>> START

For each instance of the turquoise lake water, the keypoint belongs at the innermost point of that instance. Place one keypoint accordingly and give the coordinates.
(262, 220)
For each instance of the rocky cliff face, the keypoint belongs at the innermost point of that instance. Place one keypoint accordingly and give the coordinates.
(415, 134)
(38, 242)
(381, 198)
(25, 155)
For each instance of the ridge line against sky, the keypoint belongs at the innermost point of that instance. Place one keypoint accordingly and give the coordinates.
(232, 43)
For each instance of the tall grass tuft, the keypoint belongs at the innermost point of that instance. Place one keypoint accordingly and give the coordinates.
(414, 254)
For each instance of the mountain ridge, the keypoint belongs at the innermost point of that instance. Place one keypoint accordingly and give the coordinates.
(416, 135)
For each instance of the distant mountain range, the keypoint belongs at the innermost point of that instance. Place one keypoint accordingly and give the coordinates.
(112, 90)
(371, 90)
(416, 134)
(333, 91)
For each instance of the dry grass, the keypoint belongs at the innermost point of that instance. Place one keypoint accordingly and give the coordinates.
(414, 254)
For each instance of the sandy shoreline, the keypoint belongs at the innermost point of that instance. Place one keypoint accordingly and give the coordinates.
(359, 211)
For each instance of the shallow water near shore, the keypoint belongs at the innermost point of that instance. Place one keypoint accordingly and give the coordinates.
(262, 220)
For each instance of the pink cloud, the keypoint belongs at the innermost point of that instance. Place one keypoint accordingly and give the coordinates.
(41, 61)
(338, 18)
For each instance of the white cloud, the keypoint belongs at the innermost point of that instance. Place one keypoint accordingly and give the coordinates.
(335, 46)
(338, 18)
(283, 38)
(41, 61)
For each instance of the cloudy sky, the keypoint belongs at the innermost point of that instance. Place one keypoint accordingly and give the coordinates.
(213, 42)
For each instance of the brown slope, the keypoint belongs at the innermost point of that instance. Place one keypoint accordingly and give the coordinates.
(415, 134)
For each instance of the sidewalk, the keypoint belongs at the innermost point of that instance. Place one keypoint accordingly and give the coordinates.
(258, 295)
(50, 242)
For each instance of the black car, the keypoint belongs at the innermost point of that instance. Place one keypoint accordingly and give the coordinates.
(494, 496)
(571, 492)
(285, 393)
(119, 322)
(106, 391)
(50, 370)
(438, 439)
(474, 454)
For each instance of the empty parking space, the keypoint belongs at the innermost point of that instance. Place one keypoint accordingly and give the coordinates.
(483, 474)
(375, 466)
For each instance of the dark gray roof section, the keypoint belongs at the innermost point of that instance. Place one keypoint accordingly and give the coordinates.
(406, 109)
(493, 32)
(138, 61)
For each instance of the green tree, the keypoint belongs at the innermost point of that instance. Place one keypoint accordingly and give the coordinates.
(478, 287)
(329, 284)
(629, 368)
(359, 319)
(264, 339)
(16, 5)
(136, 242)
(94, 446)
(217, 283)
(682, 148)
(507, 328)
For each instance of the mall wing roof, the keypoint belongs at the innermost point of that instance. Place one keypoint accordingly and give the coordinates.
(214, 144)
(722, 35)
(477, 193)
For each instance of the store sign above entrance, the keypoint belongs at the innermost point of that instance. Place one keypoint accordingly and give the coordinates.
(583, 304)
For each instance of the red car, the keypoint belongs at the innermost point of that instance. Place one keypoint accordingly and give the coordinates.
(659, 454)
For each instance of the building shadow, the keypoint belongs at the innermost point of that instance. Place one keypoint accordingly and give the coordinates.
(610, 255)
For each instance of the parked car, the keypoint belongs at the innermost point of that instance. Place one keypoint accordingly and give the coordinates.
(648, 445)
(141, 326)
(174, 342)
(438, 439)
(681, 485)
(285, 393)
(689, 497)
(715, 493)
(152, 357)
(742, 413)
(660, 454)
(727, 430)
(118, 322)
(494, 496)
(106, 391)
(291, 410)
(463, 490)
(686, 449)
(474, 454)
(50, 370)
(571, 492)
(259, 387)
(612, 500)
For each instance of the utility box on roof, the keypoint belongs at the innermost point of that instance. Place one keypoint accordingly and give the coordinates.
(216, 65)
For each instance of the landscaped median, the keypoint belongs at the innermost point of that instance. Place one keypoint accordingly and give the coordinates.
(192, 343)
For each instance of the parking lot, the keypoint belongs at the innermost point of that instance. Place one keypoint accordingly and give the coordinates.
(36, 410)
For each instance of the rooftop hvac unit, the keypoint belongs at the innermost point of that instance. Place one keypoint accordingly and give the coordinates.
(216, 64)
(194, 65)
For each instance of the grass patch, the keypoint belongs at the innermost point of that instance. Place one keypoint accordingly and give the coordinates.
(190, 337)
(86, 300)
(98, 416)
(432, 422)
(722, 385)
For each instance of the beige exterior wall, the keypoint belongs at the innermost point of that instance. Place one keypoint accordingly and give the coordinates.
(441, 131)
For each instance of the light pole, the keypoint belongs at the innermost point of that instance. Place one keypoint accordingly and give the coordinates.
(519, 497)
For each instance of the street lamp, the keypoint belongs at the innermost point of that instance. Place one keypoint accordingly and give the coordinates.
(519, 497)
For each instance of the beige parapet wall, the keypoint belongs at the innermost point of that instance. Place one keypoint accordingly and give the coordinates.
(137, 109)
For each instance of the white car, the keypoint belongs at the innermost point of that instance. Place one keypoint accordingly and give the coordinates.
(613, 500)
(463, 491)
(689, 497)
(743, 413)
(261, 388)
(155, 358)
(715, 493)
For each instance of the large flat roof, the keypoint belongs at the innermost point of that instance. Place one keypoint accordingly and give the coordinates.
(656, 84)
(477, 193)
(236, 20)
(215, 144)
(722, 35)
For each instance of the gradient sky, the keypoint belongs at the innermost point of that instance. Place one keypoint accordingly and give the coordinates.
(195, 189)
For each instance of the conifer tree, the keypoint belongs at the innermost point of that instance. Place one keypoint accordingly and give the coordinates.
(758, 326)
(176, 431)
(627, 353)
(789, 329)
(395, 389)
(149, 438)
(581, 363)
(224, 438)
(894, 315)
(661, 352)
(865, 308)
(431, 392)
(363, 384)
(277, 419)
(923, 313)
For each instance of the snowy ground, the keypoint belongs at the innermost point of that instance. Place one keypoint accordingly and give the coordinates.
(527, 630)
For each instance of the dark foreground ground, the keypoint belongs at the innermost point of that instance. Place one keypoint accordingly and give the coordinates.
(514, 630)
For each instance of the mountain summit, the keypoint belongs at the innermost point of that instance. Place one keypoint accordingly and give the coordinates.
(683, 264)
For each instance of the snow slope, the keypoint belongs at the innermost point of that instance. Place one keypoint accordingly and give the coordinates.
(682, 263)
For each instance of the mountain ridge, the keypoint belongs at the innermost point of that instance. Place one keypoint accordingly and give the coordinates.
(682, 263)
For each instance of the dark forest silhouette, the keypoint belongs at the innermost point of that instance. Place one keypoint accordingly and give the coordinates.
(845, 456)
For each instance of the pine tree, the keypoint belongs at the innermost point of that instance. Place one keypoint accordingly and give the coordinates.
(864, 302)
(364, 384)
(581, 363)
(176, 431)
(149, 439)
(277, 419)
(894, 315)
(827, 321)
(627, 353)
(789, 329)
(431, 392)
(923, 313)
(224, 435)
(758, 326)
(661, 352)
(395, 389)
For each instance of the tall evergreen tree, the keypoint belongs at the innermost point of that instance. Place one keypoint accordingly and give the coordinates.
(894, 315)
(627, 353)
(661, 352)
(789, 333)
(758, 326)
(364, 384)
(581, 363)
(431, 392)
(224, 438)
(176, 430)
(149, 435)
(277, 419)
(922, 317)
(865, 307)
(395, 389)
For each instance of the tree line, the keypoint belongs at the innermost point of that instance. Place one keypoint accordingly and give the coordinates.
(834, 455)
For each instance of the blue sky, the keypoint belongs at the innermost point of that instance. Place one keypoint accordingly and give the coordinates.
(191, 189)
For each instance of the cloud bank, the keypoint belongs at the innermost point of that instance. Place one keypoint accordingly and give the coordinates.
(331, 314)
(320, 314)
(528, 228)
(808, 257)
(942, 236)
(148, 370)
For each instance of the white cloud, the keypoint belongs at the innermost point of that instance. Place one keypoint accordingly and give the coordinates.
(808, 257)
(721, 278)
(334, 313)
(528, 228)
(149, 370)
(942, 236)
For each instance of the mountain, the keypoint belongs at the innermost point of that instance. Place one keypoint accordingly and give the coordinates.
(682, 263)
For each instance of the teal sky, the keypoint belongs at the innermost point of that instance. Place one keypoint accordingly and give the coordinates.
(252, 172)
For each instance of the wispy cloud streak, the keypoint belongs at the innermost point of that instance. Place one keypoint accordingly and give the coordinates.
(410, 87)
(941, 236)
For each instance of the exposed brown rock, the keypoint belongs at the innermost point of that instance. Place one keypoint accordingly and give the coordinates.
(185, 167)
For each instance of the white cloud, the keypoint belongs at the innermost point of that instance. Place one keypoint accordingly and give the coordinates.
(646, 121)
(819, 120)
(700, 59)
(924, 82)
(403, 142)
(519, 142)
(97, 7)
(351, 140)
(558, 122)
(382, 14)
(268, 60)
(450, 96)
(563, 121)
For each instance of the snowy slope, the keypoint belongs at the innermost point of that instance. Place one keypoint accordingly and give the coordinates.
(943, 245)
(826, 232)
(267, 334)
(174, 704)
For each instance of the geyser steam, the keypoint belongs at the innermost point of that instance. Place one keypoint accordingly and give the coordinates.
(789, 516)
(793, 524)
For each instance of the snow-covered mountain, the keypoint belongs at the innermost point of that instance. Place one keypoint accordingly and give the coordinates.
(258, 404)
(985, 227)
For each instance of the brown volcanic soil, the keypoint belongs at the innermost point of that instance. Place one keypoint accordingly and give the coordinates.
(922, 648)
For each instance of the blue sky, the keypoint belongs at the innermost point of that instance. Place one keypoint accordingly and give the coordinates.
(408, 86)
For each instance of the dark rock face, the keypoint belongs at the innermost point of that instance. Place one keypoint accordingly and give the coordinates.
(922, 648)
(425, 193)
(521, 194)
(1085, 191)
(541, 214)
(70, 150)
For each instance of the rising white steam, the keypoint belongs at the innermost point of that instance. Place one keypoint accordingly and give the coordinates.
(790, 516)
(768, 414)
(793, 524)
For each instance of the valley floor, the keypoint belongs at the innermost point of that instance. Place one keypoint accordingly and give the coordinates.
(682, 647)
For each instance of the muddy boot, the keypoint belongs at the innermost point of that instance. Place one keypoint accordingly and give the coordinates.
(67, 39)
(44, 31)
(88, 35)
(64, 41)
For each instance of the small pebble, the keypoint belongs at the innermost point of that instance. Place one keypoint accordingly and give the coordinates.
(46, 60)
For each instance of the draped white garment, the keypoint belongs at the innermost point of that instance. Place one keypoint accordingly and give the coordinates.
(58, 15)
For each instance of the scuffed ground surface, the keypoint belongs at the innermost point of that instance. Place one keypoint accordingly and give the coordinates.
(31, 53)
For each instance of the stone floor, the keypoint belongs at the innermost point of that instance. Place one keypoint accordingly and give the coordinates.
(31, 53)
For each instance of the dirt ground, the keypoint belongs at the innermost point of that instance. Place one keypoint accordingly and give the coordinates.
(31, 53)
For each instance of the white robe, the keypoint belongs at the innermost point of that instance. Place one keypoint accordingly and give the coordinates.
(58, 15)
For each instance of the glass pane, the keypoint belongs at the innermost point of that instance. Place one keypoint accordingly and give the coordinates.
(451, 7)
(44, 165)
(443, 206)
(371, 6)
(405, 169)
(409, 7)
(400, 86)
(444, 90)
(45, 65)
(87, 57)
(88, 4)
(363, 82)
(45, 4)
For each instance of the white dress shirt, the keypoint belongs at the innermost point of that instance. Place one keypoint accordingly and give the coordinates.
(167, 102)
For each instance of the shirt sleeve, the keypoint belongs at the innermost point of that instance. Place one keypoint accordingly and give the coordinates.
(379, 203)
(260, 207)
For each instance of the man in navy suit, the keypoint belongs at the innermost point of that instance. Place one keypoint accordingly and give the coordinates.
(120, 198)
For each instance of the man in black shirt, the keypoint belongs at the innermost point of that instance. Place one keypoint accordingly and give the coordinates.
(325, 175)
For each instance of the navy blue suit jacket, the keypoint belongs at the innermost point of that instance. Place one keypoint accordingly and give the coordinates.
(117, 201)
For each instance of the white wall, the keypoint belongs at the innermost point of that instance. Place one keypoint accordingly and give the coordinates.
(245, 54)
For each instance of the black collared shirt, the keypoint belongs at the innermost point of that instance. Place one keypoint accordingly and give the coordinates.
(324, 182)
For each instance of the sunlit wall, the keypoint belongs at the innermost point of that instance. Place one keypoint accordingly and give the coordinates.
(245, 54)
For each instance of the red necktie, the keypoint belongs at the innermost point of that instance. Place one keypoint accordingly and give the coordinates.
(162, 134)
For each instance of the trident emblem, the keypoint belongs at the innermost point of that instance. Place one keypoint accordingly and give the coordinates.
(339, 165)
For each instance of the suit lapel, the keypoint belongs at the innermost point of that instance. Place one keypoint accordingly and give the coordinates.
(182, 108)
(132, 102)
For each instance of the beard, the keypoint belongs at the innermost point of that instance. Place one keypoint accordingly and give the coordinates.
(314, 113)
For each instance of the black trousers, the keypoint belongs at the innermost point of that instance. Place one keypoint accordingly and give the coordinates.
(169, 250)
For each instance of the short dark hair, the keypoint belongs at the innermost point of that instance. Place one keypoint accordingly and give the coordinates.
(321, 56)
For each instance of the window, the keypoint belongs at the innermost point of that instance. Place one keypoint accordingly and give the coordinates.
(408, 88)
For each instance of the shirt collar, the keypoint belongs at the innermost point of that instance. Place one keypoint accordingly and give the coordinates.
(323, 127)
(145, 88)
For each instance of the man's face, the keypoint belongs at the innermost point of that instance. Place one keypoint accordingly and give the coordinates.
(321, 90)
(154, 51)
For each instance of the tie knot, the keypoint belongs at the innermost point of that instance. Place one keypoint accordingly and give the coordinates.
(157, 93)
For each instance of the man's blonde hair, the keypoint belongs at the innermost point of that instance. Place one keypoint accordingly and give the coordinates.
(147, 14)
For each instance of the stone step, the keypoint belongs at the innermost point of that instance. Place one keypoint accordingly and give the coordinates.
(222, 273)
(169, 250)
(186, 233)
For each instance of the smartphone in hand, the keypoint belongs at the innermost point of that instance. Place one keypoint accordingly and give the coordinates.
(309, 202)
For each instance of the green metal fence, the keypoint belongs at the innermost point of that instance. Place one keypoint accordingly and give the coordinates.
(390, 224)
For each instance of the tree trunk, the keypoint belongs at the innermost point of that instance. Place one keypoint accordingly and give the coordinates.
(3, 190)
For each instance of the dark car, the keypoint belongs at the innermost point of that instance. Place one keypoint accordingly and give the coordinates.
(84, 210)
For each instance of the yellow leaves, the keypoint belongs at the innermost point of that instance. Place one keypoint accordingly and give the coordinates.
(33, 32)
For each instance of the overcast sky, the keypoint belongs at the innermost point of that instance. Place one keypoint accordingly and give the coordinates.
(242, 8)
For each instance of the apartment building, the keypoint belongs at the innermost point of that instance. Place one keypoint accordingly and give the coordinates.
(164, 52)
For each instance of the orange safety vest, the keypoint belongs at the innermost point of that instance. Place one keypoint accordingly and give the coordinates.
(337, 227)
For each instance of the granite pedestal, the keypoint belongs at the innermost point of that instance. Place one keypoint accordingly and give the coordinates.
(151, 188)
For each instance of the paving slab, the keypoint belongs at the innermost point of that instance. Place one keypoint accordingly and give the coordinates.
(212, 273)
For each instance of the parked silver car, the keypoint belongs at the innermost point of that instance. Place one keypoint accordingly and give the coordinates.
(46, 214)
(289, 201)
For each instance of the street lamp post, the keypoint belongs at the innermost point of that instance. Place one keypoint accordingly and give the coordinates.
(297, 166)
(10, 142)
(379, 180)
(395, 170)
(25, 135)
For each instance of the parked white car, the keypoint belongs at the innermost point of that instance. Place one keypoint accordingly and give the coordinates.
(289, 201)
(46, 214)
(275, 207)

>> END

The exercise:
Look above for the line containing "For each instance of the granite"; copy from it through the last line, exactly, and nothing more.

Finished answer:
For each instance of the granite pedestal, the keypoint belongs at the innermost point of that instance. Place one keypoint accordingly and give the coordinates.
(151, 188)
For each instance of the paving slab, the keypoint belongs at the innermost point of that instance. Place one keypoint accordingly and give the coordinates.
(212, 273)
For each instance of the parked silver car, the keypoint belongs at the innermost point of that instance. Place one keypoint accordingly and give the coordinates.
(46, 214)
(289, 201)
For each instance of the street lamp post, the keypoint belongs at the innermost point of that instance. Place one keypoint accordingly and give the coordinates.
(297, 166)
(10, 142)
(379, 180)
(395, 170)
(25, 135)
For each instance of the parked white car, the keypoint belongs at the innermost point of that instance. Place one keypoint accordingly and give the coordinates.
(289, 201)
(46, 214)
(275, 207)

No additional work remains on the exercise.